Document section
Inspired by this Swim Bike Mom post, this will be
an intense and possibly strongly worded a slight rant regarding my feelings on (you guessed it) doing the right thing. If you are easily offended, please just close this window and wait patiently for the next happy post.
I'm a rule follower. I always have been. That doesn't mean I don't question rules and authority sometimes but as a whole, I understand and respect the need for rules in society and in life. This way of thinking and living doesn't always make me a lot of friends but I don't care much about that. One downside, and there are many, of being a rule follower is that we find ourselves more often than not in the minority. Rarely is the rule follower applauded for doing the right thing, rarely are we the cause of accidents yet perhaps too often we are chastised when those who are being careless or just not paying attention are hurt by our doing the right thing. There's a quote that goes "Well behaved women rarely make history." and thought I appreciate it, it has always bothered me a little bit. Why not? Why can't we respectfully challenge convention instead of being loud and out of line and more so, misbehaving? When you do the right thing as a kid you're called names and teased by classmates but often acknowledged by teachers and adults. Why does that change as you get older?

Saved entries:
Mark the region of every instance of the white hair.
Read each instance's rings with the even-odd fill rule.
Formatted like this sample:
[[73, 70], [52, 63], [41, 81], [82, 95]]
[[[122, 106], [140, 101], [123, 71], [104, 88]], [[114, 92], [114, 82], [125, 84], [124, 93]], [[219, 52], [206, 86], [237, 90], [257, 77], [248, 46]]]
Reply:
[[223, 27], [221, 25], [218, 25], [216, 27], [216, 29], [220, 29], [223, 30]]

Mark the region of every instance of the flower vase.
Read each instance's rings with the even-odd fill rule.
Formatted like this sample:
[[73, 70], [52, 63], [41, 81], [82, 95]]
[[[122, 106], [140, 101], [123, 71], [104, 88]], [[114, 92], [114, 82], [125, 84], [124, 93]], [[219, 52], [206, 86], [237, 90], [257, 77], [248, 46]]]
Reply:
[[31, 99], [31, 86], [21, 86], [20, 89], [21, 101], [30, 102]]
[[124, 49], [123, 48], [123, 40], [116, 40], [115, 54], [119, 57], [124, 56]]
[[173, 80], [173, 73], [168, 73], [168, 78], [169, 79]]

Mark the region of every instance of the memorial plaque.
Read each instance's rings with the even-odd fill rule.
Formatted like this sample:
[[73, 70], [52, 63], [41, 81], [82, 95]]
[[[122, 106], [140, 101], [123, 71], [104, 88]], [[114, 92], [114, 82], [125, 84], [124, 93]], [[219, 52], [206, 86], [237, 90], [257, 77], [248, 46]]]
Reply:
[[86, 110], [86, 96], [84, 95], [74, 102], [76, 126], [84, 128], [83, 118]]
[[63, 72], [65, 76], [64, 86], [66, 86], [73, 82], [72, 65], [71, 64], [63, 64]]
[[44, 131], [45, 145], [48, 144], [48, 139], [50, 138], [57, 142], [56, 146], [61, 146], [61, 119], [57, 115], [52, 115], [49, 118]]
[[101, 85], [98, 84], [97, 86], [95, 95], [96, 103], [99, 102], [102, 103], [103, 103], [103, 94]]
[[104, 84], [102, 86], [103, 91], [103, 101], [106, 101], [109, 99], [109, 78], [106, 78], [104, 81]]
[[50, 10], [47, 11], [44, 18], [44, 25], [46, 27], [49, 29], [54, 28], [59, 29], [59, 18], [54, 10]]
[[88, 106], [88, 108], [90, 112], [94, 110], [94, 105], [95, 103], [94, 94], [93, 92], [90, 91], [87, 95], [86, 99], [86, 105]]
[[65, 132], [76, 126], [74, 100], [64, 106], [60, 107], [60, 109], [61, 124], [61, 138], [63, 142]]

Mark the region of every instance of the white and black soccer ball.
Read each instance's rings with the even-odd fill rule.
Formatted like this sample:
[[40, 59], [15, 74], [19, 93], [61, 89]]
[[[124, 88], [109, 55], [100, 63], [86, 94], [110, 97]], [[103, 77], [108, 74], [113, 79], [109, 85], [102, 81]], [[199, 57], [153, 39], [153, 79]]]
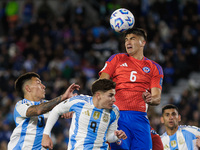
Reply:
[[135, 24], [133, 14], [125, 8], [115, 10], [110, 16], [111, 28], [116, 32], [123, 32], [132, 28]]

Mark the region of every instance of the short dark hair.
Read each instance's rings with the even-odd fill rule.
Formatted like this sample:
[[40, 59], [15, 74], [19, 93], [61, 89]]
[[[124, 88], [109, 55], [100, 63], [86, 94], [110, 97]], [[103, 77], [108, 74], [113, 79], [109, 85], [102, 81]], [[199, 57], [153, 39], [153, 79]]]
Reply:
[[91, 92], [94, 95], [97, 91], [106, 92], [111, 89], [115, 89], [116, 83], [110, 79], [98, 79], [93, 82]]
[[176, 107], [176, 106], [173, 105], [173, 104], [167, 104], [167, 105], [163, 106], [163, 107], [162, 107], [162, 114], [164, 113], [164, 111], [165, 111], [166, 109], [176, 109], [177, 112], [179, 113], [178, 107]]
[[127, 31], [125, 31], [125, 37], [128, 35], [128, 34], [135, 34], [135, 35], [138, 35], [138, 36], [142, 36], [144, 38], [145, 41], [147, 41], [147, 33], [144, 29], [142, 28], [131, 28], [131, 29], [128, 29]]
[[15, 90], [19, 94], [20, 97], [24, 97], [23, 85], [26, 81], [31, 80], [32, 77], [40, 78], [40, 76], [35, 72], [27, 72], [22, 74], [15, 81]]

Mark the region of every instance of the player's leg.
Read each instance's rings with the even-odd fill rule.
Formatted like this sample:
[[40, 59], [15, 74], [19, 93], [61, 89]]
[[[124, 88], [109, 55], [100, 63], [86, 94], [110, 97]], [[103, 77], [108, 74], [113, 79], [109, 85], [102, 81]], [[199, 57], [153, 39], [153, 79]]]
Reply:
[[131, 150], [152, 150], [150, 124], [146, 115], [137, 115], [134, 125], [135, 130]]
[[110, 143], [111, 150], [129, 150], [132, 142], [132, 130], [130, 129], [130, 125], [133, 125], [131, 121], [131, 116], [126, 113], [127, 111], [120, 111], [120, 118], [118, 121], [118, 130], [123, 130], [126, 135], [126, 140], [119, 140], [116, 143]]

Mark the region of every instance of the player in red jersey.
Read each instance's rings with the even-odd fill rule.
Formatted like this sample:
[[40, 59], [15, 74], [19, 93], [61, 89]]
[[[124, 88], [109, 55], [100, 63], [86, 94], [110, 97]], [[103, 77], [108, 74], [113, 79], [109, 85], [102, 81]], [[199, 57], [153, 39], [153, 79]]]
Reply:
[[159, 134], [151, 127], [152, 150], [164, 150]]
[[163, 71], [156, 62], [143, 54], [147, 34], [143, 29], [132, 28], [125, 32], [127, 53], [112, 55], [99, 72], [100, 78], [116, 82], [116, 102], [119, 107], [119, 129], [128, 138], [111, 144], [111, 149], [151, 150], [148, 105], [161, 100]]

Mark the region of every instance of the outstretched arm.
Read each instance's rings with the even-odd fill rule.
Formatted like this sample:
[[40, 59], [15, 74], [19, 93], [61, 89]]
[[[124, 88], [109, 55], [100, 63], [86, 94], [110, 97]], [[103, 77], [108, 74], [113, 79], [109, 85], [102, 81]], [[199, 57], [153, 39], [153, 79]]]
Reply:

Activity
Give a two-sentence summary of the post about being a rule follower.

Solution to this exercise
The writer has always been a rule follower who respects the need for rules, even though rule followers are often in the minority, rarely praised for doing the right thing, and sometimes blamed when careless people get hurt. Bothered by the quote "Well behaved women rarely make history," the writer asks why people can't respectfully challenge convention instead of misbehaving, and why the acknowledgment children get from adults for doing the right thing changes with age.